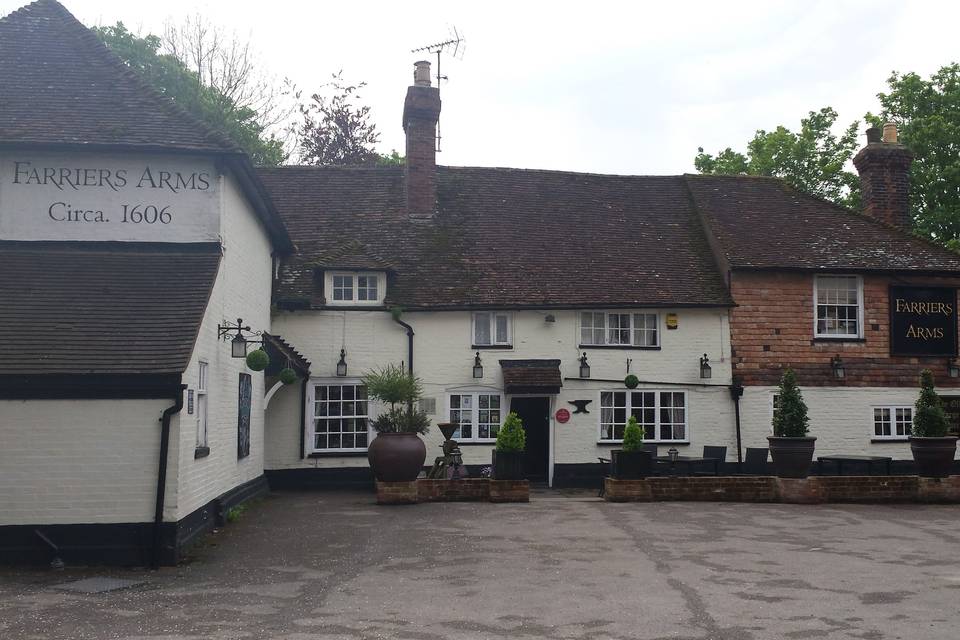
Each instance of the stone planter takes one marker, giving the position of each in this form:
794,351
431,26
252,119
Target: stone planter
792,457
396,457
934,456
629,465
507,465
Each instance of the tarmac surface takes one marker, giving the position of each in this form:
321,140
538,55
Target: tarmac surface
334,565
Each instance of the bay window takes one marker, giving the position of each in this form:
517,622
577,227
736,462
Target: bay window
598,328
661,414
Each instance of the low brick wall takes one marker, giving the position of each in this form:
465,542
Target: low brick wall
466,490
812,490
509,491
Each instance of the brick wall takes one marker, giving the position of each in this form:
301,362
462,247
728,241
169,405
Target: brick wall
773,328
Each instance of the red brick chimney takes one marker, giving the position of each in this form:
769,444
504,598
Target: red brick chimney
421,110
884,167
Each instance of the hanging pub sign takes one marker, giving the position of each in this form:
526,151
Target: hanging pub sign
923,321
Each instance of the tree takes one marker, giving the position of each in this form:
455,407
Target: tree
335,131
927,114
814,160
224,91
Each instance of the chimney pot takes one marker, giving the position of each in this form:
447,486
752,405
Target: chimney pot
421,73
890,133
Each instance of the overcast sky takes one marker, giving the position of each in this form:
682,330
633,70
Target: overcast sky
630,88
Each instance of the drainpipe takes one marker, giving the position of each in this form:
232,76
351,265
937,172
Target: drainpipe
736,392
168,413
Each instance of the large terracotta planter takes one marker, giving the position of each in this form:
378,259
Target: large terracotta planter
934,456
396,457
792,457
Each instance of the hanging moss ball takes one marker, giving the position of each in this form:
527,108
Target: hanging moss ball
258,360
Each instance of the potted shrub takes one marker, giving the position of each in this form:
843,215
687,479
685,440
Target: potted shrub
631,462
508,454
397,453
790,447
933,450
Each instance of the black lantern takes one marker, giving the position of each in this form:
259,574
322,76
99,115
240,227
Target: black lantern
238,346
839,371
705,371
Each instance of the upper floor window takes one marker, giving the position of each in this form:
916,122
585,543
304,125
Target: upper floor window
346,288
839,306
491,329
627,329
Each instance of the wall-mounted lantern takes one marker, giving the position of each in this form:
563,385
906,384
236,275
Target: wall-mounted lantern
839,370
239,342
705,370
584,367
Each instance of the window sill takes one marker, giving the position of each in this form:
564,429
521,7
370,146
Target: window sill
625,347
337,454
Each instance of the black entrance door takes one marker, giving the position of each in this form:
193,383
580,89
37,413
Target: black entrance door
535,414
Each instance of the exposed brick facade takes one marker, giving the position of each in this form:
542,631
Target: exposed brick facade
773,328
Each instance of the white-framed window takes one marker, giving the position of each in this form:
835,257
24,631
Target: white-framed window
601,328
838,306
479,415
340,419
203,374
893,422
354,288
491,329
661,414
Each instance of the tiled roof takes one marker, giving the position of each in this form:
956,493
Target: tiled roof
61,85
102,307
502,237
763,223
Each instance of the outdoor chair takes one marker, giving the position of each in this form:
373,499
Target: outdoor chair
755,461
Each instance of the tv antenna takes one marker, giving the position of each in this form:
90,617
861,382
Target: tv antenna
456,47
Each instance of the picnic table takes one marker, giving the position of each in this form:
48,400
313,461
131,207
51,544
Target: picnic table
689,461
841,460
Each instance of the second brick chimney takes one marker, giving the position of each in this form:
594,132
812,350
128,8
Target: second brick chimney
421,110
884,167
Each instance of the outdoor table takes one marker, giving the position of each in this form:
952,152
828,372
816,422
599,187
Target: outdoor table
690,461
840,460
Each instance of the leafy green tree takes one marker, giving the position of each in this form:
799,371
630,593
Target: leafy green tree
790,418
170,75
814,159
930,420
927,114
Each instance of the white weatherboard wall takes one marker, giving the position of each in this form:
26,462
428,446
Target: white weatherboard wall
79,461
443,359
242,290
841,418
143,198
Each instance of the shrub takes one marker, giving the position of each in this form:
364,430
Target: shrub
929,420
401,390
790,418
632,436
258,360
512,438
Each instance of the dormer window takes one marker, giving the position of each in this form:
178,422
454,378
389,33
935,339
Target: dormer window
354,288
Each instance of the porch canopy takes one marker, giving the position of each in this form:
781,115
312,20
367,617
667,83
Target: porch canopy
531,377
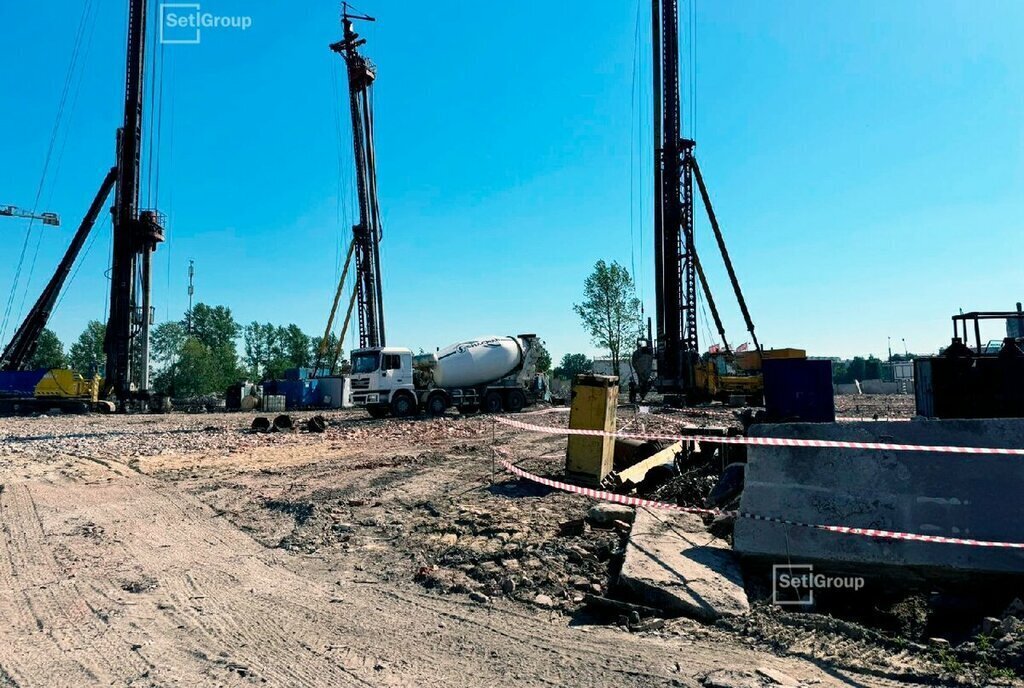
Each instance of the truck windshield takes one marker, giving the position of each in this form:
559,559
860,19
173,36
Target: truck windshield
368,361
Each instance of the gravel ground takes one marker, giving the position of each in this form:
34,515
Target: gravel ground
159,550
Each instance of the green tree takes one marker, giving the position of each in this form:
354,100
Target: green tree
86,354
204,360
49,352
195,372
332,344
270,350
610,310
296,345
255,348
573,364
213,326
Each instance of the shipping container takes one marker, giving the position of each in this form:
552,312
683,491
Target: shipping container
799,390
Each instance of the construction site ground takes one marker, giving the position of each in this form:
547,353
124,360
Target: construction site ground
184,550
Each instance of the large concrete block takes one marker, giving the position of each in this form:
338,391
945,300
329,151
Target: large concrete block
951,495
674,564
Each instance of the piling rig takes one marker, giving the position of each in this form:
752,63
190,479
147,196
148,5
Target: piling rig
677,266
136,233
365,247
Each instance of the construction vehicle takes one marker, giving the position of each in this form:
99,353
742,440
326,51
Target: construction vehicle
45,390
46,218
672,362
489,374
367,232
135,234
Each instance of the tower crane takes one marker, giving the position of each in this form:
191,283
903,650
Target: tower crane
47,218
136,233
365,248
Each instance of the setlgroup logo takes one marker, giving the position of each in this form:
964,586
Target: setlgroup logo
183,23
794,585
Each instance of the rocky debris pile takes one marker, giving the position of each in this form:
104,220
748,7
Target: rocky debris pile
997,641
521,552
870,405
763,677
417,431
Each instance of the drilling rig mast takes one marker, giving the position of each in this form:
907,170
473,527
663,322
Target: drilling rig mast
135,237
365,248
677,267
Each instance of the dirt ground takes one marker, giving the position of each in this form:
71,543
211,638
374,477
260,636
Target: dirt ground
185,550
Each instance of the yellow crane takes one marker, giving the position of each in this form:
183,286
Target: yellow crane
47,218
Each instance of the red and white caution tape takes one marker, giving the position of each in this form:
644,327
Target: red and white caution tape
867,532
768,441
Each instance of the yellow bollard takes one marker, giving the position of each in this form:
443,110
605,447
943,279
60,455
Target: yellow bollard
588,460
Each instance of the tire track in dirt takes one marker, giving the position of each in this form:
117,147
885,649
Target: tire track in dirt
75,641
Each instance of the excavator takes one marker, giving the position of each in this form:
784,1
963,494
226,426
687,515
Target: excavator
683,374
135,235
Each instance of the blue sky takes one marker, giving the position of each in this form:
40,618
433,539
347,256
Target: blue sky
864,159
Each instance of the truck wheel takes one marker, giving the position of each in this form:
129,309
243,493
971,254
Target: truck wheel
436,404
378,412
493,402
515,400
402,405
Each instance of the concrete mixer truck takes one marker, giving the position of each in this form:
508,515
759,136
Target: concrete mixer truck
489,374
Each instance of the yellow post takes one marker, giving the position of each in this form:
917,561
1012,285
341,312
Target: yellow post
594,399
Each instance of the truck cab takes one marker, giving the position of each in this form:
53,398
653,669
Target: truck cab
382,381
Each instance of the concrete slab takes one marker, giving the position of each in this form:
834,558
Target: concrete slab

_ _ _ _ _ _ _

PROBLEM TO SOLVE
In the records above, return only the line that contains "Each instance of the dirt" and every line after it through the last, exactly as they appear.

OUTPUT BELOW
Each instance of the dirt ground takes one marker, giving the position of each in this form:
71,543
211,638
374,477
260,636
Target: dirt ground
185,550
Each instance of the yellow crane takes one marker, giving the position of each in this form:
183,286
Target: yellow crane
47,218
Each instance of the red and white caution tape takes one marker, giving the position of each in this form:
644,327
Target: red and white caution tape
867,532
768,441
Each instance of the yellow bollard takes one marker, giving the position of each in this form:
443,110
605,447
943,279
60,455
Target: yellow bollard
588,460
Each instance of the tire track in dirt takes one marker, giving the position of each in this form:
117,147
885,649
Target: tire track in dirt
75,641
Each instance of the excavator takes one marker, giving the position of each in this form:
784,1
963,494
226,426
687,515
Target: excavator
683,374
135,235
Each instance of the blue sky takes one marker, giving the position of each in this form:
40,618
433,539
347,256
Target: blue sky
864,159
Each instance of the truck wheel takes one marker, giving the position of each in this form:
129,309
243,493
971,254
Target: truck wheel
436,404
378,412
493,402
515,400
402,405
Each instance of the concrete mixer truck takes one marker, giving the position of each in this form:
508,515
759,136
Target: concrete mixer truck
489,374
Each instance of the yellow post takes one marker, giving the position of each in this form:
917,561
1012,285
341,312
Target: yellow post
594,399
Each instance of the truck cab takes one marker, giving the position of each in this form:
53,398
653,669
Target: truck cab
382,381
Each instance of the concrete slab takes one marker, giving the position of each in this form:
834,558
Target: concrete slab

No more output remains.